━━━━━ AUSGANGSTEXT ━━━━━
Ehrendoktorat

Konrad Lorenz: Entzug ohne Erkenntnisgewinn

Mit Konrad Lorenz ist das so eine Sache. Da ist einerseits der Wissenschaftler, der Verhaltensforscher von Weltruf, der Nobelpreisträger. Dann ist da andererseits der Kulturpessimist Lorenz, der in der Moderne den Niedergang des Menschen sah, der ein „Zurück zur Natur“ propagierte, lange bevor die Grünen das zu ihrer Sache machten, der konsequent so manchen kruden Gedankengang aus den 30er und 40er Jahren bis in das späte 20. Jahrhundert weiterspann. Und schließlich ist da auch noch der NS-Karrierist Konrad Lorenz, der nach einer ersten Zurückweisung durch die Nazi-Wissenschaft, sich umso hemmungsloser andiente, anbiederte und mit der Naziideologie sich gemein machte.

Die Universität Salzburg hat ihm nun deswegen die Ehrendoktorwürde aberkannt. Weil ihr, der Universität, zum Zeitpunkt der Verleihung, Lorenz´ Verstrickung mit dem Nazi-Regime nicht bekannt gewesen sei.

Ein Ehrendoktorat hat Gewicht. Es sollte Gewicht haben, nicht einfach ein Dutzendtitel sein. Seine Träger sollten bestimmten Kriterien genügen. Sie müssen also herausragende Forscher sein, Nobelpreisträger zum Beispiel. Sie sollten zum Verständnis ihres Forschungsgebiets maßgeblich beitragen, Kommunikatoren im besten Sinne des Wortes sein.

Beides trifft auf Lorenz zu. Wäre da, aus Sicht der Universität, nicht seine Verquickung mit den Nazi, sein offensives Werben um Zuneigung, Vertrauen, Posten und Forschungszuschüsse. Das hat damals schon Freunde und Wegbegleiter irritiert. Dass die Universität Salzburg davon nichts gewusst haben will, das ist erstaunlich. Aber sei´s drum.

Konrad Lorenz ist ein perfektes Beispiel dafür, wie leichtfüßig und bereitwillig sich Menschen mit totalitären Regimen einlassen, so sie sich daraus Vorteile versprechen. Daniel Goldhagen spricht von „Hitlers willigen Vollstreckern“, von der Kumpanei zwischen Volk und Regime, als es darum ging, Beute zu machen. Erst im Inneren durch Entrechtung, Vertreibung, Denunziation und Arisierungen, dann in ganz Europa durch Eroberungen, Plünderungen und Massenmord. Die Jahre zwischen 1933 und 1945, das ist die Zeit der größten Vermögensumschichtung in der deutschen und der österreichischen Geschichte.
━━━━━
### ARBEITSAUFTRAG 1
Beantworte anhand des Ausgangstexts diese Fragen:
(a) Welche Universität hat Konrad Lorenz die Ehrendoktorwürde aberkannt?
(b) Wovon spricht Daniel Goldhagen laut dem Text?
(c) Welche Jahre nennt der Text als Zeit der größten Vermögensumschichtung in der deutschen und der österreichischen Geschichte?
### ARBEITSAUFTRAG 2
Stimmen die folgenden Aussagen mit dem Ausgangstext überein? Antworte jeweils mit Ja oder Nein und führe die entscheidende Stelle wörtlich an.
(a) Die Universität begründet die Aberkennung damit, dass sie bei der Verleihung nichts von Lorenz' Verstrickung mit dem NS-Regime wusste.
(b) Lorenz' Werben um die Nationalsozialisten fiel seinen Freunden damals nicht auf.
(c) Lorenz propagierte ein „Zurück zur Natur“ erst, nachdem die Grünen es zu ihrer Sache gemacht hatten.
━━━━━ QUELLENAUSZUG ━━━━━
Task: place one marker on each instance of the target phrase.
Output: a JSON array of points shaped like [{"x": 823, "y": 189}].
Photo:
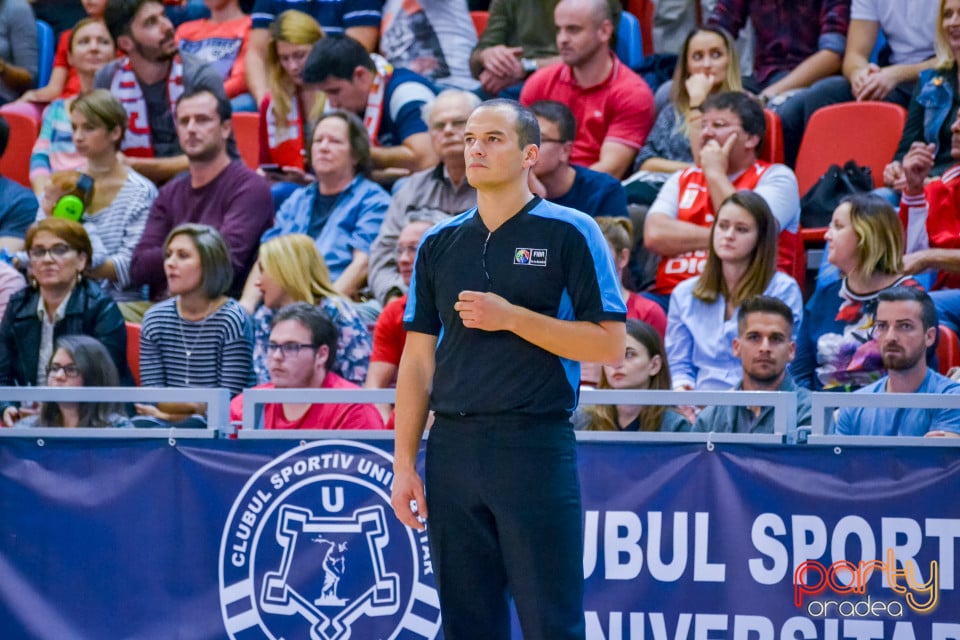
━━━━━
### VOLLSTÄNDIGE ANTWORT 1
(a) Die Universität Salzburg.
(b) Von „Hitlers willigen Vollstreckern“, von der Kumpanei zwischen Volk und Regime, als es darum ging, Beute zu machen.
(c) Die Jahre zwischen 1933 und 1945.

### VOLLSTÄNDIGE ANTWORT 2
(a) Ja: „Weil ihr, der Universität, zum Zeitpunkt der Verleihung, Lorenz´ Verstrickung mit dem Nazi-Regime nicht bekannt gewesen sei.“
(b) Nein: „Das hat damals schon Freunde und Wegbegleiter irritiert.“
(c) Nein: „der ein „Zurück zur Natur“ propagierte, lange bevor die Grünen das zu ihrer Sache machten“